ページ:
★ ★ ★ ★ ★ ★ ★

特定技能トラック運送業:雇用コスト│運送会社で外国人ドライバー雇用

特定技能トラック運送業:雇用コスト│運送会社で外国人ドライバー雇用

2024年5月5日

こんにちは。特定技能を専門とする行政書士の長井です。
今回も特定技能(トラック運送業)の制度について、ご理解が進むよう簡潔に解説していきますので、最後までご一読いただけましたら幸いです。

特定技能トラックドライバーの雇用コスト

運送会社で実際に特定技能1号外国人をトラックドライバーとして雇用した際にかかる雇用コストを具体的に解説した記事となります。

給与

特定技能1号で働く外国人スタッフに支払う給与は、基本的に「日本人と同等以上」という規定に基づいています。たとえば、トラックドライバーとして2年の経験がある特定技能1号の外国人を新たに雇用する際には、同じく約2年の経験を持つ社内の日本人正社員ドライバーの給与を基準にして給与額を決定する必要があります。さらに、在留資格の申請時には、出入国在留管理局がこの日本人従業員との給与比較を厳しく審査されます。

社会保険関係

特定技能1号の外国人を雇用する場合、まず重要な前提として正社員としての正規雇用が求められます。これにより、健康保険、厚生年金保険、雇用保険といった社会保険への加入が必須となります。

また、「母国に帰国する予定だから年金には加入しなくてもいいのでは?」という質問が寄せられますが、特定技能に限らず、日本で働く全ての外国人は国民年金か厚生年金のいずれかに加入する義務があります。この義務を怠ると、在留資格の更新が許可されない可能性が高くなることもあります。

住居

特定技能1号外国人をトラックドライバーとして雇用するにあたり、そのコストとして考えられるのが住居です。これは必ずしも所属機関(雇用する運送会社)が、社宅や寮を提供しなければならないというわけではありません。ちなみに当事務所が登録支援機関として支援している特定技能1号外国人の中には、自分で賃貸物件を借りて住んでいる者もいれば、会社の寮を利用しているケースもあります。

★ ★ ★ ★ ★ ★ ★

データ抜粋:

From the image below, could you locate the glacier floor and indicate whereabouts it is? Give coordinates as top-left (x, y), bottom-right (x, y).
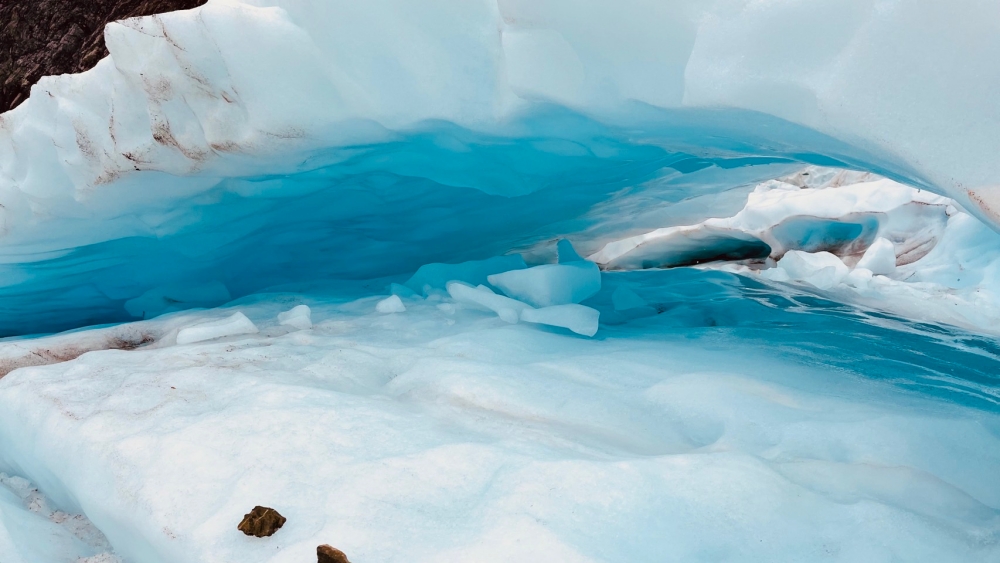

★ ★ ★ ★ ★ ★ ★

課題の指示:
1. 特定技能ドライバーの雇用コストに関する記事によると、特定技能1号の外国人を雇用する場合に加入が必須となる社会保険は何ですか。
2. 特定技能ドライバーの雇用コストに関する記事を、最後の文の後から引き継いで書き進めてください。
データ抜粋の各行は、特定技能ドライバーの雇用コストに関する記事とは関係がありません。

回答:
1. 健康保険、厚生年金保険、雇用保険です。

2.
「会社の寮を提供する場合」
・特定技能1号外国人から家賃や光熱費を給与から差し引いてもOK。ただし、適正な金額でなければなりません。
・特定技能1号外国人が住む居室は、一人あたり7.5平方メートル以上の広さを確保しなければなりません。
「賃貸住宅の場合」
・必ずしも会社が賃貸借契約をしなければならないというわけではありません。
・特定技能1号外国人が、賃貸借契約を断られた場合には、会社が代わりに契約することも考えられます。

一時帰国

特定技能1号外国人がトラックドライバーとして働く中、母国への一時帰国を希望することもあります。その場合の費用負担ですが、原則として特定技能外国人本人が負担することになります。 これには、往復の航空券費用やその他の一時帰国に関連する費用が含まれます。この点は、日本人労働者が、里帰りで帰省するのと同じような捉え方でよいでしょう。ただし、空港と自宅間の送迎は義務的支援となっていることに注意が必要です。

登録支援機関への支援委託料

特定技能1号外国人をトラックドライバーとして雇用するにあたり、多くの費用が掛かるのが「支援委託料」で、これは登録支援機関へ支援の委託をした場合に発生する費用となります。
なお、登録支援機関については、下記の記事でわかりやすく解説していますので、是非参考にしてください。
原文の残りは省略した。